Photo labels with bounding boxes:
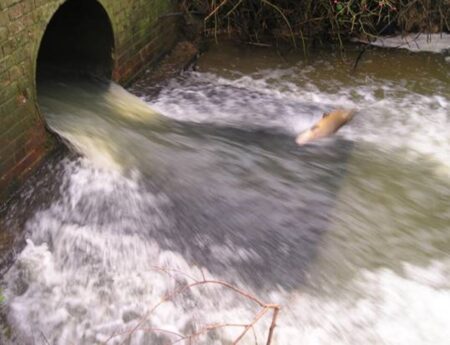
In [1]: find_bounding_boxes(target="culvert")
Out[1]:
[36,0,114,82]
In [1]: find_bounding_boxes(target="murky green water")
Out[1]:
[0,45,450,345]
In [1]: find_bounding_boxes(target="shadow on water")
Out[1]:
[33,76,353,290]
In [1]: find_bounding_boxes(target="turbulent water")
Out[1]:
[4,46,450,345]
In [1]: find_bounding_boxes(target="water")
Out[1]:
[0,45,450,345]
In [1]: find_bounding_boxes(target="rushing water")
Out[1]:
[0,46,450,345]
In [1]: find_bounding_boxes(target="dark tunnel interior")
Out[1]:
[36,0,114,83]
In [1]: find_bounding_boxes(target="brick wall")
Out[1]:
[0,0,178,206]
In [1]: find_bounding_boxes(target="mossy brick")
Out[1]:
[0,26,9,44]
[7,1,34,20]
[0,83,17,103]
[0,0,180,202]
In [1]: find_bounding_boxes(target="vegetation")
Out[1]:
[181,0,450,50]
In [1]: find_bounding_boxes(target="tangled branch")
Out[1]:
[103,266,280,345]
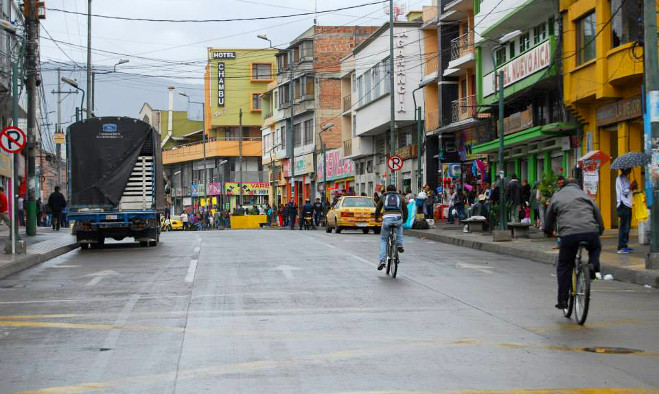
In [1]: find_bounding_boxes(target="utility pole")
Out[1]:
[81,0,93,119]
[643,0,659,268]
[55,67,62,186]
[238,108,243,207]
[286,48,297,204]
[389,0,396,185]
[25,0,39,235]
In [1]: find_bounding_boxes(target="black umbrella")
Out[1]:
[611,152,650,170]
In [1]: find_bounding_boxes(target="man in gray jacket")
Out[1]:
[543,182,604,309]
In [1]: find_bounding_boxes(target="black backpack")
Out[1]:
[383,193,403,211]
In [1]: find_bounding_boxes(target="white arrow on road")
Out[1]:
[273,265,301,279]
[455,263,494,274]
[85,270,121,286]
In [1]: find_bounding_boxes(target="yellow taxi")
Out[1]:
[169,215,183,230]
[325,196,380,234]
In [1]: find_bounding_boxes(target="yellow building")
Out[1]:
[560,0,644,228]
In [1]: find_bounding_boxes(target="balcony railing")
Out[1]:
[343,94,352,112]
[426,109,439,131]
[451,95,476,122]
[451,32,474,60]
[424,55,439,75]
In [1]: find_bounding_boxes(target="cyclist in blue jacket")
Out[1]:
[375,185,407,271]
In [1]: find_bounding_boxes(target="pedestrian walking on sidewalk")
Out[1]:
[505,174,523,223]
[0,186,11,229]
[616,168,638,254]
[48,186,66,231]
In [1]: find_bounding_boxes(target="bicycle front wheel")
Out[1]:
[574,264,590,325]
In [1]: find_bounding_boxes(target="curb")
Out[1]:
[0,242,78,279]
[404,230,659,288]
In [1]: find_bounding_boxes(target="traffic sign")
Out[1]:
[0,126,27,153]
[387,155,403,172]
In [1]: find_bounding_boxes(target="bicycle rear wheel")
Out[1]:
[391,249,398,278]
[574,264,590,325]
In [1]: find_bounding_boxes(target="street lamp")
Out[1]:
[491,30,522,231]
[256,34,272,48]
[62,77,89,121]
[318,123,334,202]
[178,92,208,205]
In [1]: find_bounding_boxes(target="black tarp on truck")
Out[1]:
[67,117,165,247]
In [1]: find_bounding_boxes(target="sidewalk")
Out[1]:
[405,221,659,288]
[0,226,78,279]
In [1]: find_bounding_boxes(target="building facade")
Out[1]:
[261,26,376,205]
[471,0,580,202]
[560,0,652,228]
[341,20,423,196]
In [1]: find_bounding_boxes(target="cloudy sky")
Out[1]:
[41,0,431,121]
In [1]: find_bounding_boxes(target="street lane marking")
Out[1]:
[185,259,199,283]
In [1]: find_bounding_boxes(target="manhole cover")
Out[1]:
[583,347,643,354]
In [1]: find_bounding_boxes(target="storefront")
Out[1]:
[316,149,355,201]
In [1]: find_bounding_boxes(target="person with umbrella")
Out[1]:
[611,152,650,254]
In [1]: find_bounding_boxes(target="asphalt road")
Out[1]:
[0,230,659,394]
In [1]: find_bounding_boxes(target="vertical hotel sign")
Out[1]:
[213,52,236,107]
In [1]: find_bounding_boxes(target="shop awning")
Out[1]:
[471,123,577,154]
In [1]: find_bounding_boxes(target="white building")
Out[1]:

• Aim
Switch every "target" in the entries above to "query" and reproduce them otherwise unchanged, omitting the pictures.

• Response
In [1]: find_bounding_boxes(query="culvert")
Out[1]:
[36,0,114,82]
In [1]: find_bounding_boxes(query="murky green water")
Out[1]:
[0,45,450,345]
In [1]: find_bounding_boxes(query="shadow on water")
Out[1]:
[33,76,353,290]
In [1]: find_bounding_boxes(query="turbulent water")
Out[1]:
[4,46,450,345]
In [1]: find_bounding_boxes(query="water")
Out[1]:
[0,45,450,345]
In [1]: find_bounding_boxes(query="rushing water")
Out[1]:
[0,46,450,345]
In [1]: find_bounding_boxes(query="dark tunnel interior")
Out[1]:
[36,0,114,83]
In [1]: find_bounding_boxes(query="brick wall")
Out[1]:
[0,0,178,206]
In [1]: find_bounding_boxes(query="mossy brick")
Out[1]:
[0,26,9,44]
[7,1,34,20]
[0,83,17,103]
[0,0,180,202]
In [1]: find_bounding_boxes(query="vegetation")
Out[1]:
[181,0,450,50]
In [1]: find_bounding_boxes(query="tangled branch")
Out[1]:
[103,266,280,345]
In [1]: find_bounding_boxes(query="utility pole")
Out[1]:
[81,0,93,119]
[643,0,659,268]
[55,67,62,186]
[238,108,243,207]
[286,48,297,204]
[389,0,396,185]
[25,0,39,235]
In [1]: find_bounding_boxes(query="black umbrella")
Out[1]:
[611,152,650,170]
In [1]: find_bounding_boxes(query="man in gray jacket")
Out[1]:
[543,182,604,309]
In [1]: find_bounding_boxes(query="black backpack")
Out[1]:
[383,193,403,211]
In [1]: find_bounding_boxes(query="white arrow on road")
Out[1]:
[273,265,301,279]
[455,263,494,274]
[85,270,121,286]
In [1]: find_bounding_boxes(query="yellow taxi")
Out[1]:
[169,215,183,230]
[325,196,380,234]
In [1]: find_bounding_boxes(query="yellow building")
Out[1]:
[560,0,644,228]
In [1]: find_bounding_boxes(query="balcony railing")
Out[1]:
[343,94,352,112]
[426,109,439,131]
[451,95,476,122]
[451,32,474,60]
[424,55,439,75]
In [1]: find_bounding_boxes(query="cyclist in blue jacket")
Out[1]:
[375,185,407,271]
In [1]: find_bounding_boxes(query="pedestrian walking on sidewalk")
Out[1]:
[505,174,523,223]
[0,186,11,229]
[616,168,638,254]
[48,186,66,231]
In [1]: find_bounding_boxes(query="bicycle front wheel")
Out[1]:
[574,264,590,325]
In [1]: find_bounding_boxes(query="curb")
Out[1]:
[0,242,78,279]
[404,230,659,288]
In [1]: find_bounding_boxes(query="traffic sign")
Out[1]:
[0,126,27,153]
[387,155,403,172]
In [1]: find_bounding_boxes(query="bicycle rear wheel")
Out[1]:
[391,249,398,278]
[574,264,590,325]
In [1]: find_bounding_boxes(query="street lamp")
Out[1]:
[491,30,522,231]
[256,34,272,48]
[62,77,89,121]
[318,123,334,202]
[178,92,208,205]
In [1]: find_bounding_boxes(query="black tarp on truck")
Out[1]:
[67,117,165,247]
In [1]: find_bounding_boxes(query="sidewalk")
Out[1]:
[405,221,659,288]
[0,226,78,279]
In [1]: find_bounding_boxes(query="building facade")
Out[1]:
[261,26,376,205]
[471,0,580,202]
[560,0,652,228]
[341,20,423,196]
In [1]: find_bounding_boxes(query="cloudy sky")
Out[1]:
[41,0,431,121]
In [1]: find_bounding_boxes(query="street lane marking")
Out[1]:
[185,259,199,283]
In [1]: find_bounding_boxes(query="manhole cover")
Out[1]:
[583,347,643,354]
In [1]: find_bounding_boxes(query="storefront")
Out[1]:
[316,149,355,201]
In [1]: find_bounding_boxes(query="person with umbrella")
Out[1]:
[611,152,650,254]
In [1]: find_bounding_boxes(query="asphalt road")
Out[1]:
[0,230,659,394]
In [1]: find_bounding_boxes(query="vertical hotel sign")
Out[1]:
[213,52,236,107]
In [1]: find_bounding_boxes(query="shop awning")
Out[1]:
[471,123,577,154]
In [1]: find_bounding_boxes(query="white building")
Out[1]:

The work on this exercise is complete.